-- Data excerpts --
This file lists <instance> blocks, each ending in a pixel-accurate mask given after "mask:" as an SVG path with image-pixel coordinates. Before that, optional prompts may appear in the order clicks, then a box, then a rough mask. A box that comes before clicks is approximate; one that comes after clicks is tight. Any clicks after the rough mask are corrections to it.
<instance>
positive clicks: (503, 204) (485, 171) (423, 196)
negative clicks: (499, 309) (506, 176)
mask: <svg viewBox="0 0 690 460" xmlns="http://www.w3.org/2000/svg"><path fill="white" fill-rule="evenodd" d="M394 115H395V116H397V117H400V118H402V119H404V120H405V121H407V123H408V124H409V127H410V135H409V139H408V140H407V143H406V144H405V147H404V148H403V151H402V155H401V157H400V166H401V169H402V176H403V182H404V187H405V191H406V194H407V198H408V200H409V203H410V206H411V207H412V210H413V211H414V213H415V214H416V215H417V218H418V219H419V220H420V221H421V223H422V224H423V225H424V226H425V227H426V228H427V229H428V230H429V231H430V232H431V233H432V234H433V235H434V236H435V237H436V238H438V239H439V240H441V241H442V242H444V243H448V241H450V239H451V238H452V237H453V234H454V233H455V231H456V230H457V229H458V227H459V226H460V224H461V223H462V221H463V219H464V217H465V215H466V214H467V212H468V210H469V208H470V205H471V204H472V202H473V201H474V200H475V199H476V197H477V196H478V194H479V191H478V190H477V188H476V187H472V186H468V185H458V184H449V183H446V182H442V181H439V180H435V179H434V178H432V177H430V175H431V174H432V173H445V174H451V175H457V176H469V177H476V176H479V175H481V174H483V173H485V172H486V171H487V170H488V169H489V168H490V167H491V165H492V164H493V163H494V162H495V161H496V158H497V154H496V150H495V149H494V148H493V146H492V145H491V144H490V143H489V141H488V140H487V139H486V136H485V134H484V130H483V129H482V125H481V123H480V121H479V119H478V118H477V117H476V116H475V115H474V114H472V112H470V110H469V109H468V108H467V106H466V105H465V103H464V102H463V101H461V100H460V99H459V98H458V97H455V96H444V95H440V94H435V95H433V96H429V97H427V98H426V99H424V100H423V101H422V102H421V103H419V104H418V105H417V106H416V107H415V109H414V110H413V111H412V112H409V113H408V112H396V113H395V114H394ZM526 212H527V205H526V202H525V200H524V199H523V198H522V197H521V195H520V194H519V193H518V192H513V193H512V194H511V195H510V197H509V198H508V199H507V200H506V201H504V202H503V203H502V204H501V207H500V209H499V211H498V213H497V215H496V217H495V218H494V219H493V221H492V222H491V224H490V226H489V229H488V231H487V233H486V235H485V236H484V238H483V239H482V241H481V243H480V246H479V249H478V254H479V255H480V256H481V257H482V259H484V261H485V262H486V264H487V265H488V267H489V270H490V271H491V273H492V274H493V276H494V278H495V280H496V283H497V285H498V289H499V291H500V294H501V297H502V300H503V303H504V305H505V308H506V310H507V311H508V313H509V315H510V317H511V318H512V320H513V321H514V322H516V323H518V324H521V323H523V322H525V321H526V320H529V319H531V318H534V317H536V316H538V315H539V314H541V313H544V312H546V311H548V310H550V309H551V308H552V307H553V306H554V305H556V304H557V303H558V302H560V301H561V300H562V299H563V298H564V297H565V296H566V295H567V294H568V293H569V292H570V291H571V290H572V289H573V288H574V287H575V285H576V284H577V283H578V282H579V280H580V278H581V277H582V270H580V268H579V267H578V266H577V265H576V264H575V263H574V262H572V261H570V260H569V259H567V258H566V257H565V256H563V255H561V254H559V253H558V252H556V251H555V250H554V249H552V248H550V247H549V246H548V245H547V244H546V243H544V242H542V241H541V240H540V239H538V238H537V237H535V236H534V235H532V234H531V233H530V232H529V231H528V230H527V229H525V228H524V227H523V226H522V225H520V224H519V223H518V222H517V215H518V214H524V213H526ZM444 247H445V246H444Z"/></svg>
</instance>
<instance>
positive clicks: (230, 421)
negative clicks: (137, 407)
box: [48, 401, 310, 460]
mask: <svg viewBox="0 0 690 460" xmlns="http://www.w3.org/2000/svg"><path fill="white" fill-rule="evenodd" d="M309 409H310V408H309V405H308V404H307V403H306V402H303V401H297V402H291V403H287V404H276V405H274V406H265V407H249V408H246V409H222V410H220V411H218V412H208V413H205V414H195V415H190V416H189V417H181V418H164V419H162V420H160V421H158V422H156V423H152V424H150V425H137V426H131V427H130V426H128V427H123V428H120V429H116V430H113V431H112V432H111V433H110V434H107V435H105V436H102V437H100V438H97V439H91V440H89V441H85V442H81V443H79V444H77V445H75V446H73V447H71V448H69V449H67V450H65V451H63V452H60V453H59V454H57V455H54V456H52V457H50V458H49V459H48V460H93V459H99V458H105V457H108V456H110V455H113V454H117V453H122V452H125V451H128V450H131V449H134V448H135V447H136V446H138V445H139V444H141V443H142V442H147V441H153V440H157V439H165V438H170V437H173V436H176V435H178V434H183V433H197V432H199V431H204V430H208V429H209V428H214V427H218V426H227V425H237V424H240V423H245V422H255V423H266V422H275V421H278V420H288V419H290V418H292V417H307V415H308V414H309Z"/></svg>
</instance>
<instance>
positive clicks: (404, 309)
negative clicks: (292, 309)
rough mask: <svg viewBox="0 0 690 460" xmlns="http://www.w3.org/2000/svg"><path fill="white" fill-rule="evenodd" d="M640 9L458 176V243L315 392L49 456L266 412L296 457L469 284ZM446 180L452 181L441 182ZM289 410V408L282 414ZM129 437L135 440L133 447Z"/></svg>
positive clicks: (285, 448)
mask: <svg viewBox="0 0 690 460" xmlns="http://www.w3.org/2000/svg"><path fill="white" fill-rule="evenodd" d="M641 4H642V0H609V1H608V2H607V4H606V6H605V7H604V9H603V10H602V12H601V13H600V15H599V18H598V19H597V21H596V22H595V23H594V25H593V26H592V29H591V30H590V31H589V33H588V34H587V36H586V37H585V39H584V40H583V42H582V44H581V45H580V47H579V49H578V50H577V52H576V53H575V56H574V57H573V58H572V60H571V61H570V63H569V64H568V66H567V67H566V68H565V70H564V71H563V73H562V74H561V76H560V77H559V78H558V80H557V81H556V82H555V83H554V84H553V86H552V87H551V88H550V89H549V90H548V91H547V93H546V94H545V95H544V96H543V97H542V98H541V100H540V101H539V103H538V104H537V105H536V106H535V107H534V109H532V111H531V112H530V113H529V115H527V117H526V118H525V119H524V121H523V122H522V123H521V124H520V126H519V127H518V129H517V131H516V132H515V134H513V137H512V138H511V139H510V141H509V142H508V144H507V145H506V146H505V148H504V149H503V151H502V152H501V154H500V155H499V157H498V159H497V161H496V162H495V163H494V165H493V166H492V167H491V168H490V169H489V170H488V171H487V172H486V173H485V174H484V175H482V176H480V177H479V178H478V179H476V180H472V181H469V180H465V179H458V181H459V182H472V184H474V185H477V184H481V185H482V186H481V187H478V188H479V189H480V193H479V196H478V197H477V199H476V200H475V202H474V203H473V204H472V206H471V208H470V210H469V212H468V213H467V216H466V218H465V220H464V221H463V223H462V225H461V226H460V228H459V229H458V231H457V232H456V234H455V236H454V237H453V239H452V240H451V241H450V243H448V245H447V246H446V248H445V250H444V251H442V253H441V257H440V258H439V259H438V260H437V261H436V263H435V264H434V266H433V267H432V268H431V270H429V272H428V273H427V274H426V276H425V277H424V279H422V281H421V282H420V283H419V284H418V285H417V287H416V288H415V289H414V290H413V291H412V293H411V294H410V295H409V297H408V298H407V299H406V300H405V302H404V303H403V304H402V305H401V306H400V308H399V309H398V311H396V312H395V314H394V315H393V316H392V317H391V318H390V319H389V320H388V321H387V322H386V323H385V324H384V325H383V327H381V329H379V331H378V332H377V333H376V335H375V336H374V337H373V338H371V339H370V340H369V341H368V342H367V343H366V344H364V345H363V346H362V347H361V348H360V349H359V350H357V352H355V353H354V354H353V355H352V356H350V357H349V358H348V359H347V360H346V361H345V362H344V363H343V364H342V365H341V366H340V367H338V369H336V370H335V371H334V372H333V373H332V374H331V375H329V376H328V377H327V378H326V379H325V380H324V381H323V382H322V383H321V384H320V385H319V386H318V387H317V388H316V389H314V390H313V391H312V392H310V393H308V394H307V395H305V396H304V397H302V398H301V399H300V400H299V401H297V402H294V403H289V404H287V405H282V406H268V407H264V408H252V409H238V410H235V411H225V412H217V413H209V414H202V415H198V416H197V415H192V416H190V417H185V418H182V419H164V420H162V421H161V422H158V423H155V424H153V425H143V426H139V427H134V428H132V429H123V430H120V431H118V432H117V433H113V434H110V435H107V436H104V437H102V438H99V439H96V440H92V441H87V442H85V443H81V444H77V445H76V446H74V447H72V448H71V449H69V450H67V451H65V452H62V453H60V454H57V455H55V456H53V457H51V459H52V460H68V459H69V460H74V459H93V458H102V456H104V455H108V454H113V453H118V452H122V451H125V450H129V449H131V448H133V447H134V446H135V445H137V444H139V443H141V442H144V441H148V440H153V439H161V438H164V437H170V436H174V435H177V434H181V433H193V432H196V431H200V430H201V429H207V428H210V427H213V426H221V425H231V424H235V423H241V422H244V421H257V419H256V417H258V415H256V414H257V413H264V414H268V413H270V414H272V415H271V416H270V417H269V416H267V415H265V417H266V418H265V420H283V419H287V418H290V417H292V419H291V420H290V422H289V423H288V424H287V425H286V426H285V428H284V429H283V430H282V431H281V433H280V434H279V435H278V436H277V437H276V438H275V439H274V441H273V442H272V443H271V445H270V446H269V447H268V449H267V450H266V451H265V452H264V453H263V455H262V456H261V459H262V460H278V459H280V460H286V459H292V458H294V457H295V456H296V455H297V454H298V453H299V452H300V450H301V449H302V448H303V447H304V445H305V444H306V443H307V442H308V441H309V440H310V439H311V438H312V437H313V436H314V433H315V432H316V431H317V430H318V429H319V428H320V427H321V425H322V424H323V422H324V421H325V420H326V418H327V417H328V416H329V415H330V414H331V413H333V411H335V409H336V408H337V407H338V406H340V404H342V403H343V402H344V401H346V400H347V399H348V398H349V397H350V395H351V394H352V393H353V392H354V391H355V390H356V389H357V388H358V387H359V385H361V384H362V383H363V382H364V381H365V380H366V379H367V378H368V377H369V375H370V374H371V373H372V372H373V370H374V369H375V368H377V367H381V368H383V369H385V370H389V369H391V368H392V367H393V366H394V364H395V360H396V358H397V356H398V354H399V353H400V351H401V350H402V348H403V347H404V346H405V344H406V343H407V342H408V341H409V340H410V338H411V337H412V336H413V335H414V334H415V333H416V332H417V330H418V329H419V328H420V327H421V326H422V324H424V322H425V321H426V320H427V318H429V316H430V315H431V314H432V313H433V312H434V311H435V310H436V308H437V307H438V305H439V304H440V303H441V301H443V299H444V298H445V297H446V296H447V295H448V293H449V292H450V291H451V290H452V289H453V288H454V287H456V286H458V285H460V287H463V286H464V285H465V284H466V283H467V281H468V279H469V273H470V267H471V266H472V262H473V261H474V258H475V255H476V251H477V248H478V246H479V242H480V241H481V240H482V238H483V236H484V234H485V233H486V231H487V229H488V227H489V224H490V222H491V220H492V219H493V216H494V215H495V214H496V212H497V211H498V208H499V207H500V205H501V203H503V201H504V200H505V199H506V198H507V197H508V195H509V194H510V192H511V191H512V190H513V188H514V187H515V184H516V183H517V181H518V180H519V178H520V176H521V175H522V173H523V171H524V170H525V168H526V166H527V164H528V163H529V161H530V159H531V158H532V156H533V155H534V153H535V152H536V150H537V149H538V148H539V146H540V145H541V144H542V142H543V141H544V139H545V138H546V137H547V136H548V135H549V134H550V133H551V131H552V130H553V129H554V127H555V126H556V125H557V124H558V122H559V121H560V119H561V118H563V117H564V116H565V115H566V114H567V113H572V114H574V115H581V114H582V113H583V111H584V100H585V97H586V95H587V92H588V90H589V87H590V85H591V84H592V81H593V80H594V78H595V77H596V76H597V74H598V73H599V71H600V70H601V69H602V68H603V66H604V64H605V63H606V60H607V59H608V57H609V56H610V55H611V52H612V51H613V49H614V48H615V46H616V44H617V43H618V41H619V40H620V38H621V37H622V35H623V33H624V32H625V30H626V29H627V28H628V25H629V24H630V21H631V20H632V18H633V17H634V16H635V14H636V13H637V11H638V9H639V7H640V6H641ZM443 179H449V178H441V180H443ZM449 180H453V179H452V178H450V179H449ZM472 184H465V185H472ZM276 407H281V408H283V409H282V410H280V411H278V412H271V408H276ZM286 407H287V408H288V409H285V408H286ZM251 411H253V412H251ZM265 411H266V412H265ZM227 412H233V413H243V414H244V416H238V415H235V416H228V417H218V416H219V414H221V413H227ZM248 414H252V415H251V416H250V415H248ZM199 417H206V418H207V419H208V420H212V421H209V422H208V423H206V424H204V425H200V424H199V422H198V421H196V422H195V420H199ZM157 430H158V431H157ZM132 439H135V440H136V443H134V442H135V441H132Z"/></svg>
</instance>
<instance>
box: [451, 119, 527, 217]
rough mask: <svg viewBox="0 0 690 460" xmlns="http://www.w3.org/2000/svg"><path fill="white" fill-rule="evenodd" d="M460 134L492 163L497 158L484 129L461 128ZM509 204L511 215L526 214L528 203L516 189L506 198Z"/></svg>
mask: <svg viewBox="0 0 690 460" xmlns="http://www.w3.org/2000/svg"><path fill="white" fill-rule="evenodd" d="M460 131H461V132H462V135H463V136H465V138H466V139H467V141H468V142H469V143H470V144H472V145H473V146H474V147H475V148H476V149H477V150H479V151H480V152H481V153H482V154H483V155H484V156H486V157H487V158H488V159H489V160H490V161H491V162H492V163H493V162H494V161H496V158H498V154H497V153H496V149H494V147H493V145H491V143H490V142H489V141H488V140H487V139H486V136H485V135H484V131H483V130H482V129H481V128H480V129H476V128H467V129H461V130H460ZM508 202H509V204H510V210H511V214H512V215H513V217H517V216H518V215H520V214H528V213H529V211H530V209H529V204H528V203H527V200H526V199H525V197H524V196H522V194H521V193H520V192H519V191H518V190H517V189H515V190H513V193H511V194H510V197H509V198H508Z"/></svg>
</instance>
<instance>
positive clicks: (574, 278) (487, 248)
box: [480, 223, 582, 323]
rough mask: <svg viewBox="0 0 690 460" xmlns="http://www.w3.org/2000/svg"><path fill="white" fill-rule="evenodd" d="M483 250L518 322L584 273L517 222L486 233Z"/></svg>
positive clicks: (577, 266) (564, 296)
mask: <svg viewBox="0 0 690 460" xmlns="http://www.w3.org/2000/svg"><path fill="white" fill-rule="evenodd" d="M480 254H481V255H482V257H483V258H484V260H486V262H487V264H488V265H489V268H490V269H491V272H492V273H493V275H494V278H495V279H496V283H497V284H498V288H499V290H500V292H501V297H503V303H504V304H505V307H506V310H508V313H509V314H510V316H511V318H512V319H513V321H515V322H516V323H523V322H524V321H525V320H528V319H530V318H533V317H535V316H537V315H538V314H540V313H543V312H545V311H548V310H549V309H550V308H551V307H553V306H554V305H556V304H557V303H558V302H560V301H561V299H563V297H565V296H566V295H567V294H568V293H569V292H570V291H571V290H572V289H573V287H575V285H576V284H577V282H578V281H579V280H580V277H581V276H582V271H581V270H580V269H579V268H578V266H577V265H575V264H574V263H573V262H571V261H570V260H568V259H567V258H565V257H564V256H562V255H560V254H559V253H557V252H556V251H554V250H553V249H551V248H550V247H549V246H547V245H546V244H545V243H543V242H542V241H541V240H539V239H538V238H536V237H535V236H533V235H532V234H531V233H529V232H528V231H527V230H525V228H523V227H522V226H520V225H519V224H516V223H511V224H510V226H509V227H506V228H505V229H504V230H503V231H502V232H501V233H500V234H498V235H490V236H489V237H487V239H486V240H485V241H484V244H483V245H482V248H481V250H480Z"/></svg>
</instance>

-- Assigned task --
Across the listing above, how many lines carry "negative"? Give only the number.

-- Response to this task --
3